• _PROBLEM REQUIREMENTS_
Rewrite the records below, renaming every "wooden bench" to "park bench" and leaving all other text as it is.

• _RECORDS TO PROCESS_
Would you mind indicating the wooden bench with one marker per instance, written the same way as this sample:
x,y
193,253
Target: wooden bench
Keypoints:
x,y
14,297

• _EXERCISE SOLUTION_
Would you mind indicating the park bench with one marker per instance, written the same way as this sample:
x,y
193,253
Target: park bench
Keypoints:
x,y
14,297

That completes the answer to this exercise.